**Task description:**
Copy every one of the entries below word for word, keeping each line in its original order.

○ ○ ○ ○ ○

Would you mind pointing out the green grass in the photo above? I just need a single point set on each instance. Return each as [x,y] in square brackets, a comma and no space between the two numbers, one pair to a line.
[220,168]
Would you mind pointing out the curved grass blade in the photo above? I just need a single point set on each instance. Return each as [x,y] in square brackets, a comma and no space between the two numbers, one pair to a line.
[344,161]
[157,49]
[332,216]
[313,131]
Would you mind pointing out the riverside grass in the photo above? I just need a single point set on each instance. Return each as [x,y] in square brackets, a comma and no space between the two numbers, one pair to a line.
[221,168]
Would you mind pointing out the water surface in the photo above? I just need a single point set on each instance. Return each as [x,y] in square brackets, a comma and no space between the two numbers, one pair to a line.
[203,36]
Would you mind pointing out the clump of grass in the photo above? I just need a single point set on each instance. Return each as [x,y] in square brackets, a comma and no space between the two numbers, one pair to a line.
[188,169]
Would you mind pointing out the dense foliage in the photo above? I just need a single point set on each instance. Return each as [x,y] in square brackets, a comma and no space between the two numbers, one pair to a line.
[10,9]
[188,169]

○ ○ ○ ○ ○

**Response below:**
Would you mind pointing out the green grass in the photo above? I just need a single point set on each instance. Return each as [x,y] in square brackets, a comma and no space between the two numbers, one pair to a line.
[220,168]
Would you mind pointing out the curved grass blade in the photo above? I just need a single point set on each instance. Return each as [x,y] in square brackets, a comma and no space between the two numbers, one pair to a line.
[344,161]
[157,49]
[332,216]
[313,131]
Would you mind pointing out the riverside grass in the photo above? I just need a single point set on each instance. Return each as [x,y] in square brackets, a comma and no space between the two numbers, one pair to a line.
[221,168]
Would you mind pointing out the water surface in the photo above? I just need a single point set on each instance. Return each as [x,y] in square brackets, a comma and no space between the two numbers, one pair to a line.
[203,36]
Would you mind pointing out the clump of grass in the photo above? I just need a single point set on each instance. Return each as [x,y] in square brackets, a comma and no space between the two numbers, one pair to a line.
[188,169]
Would you mind pointing out the dense foliage in the photo above? I just need a single point set on each instance. Return each as [x,y] in square brackets, a comma and no space between the two numbers, one pair to a line.
[10,9]
[188,169]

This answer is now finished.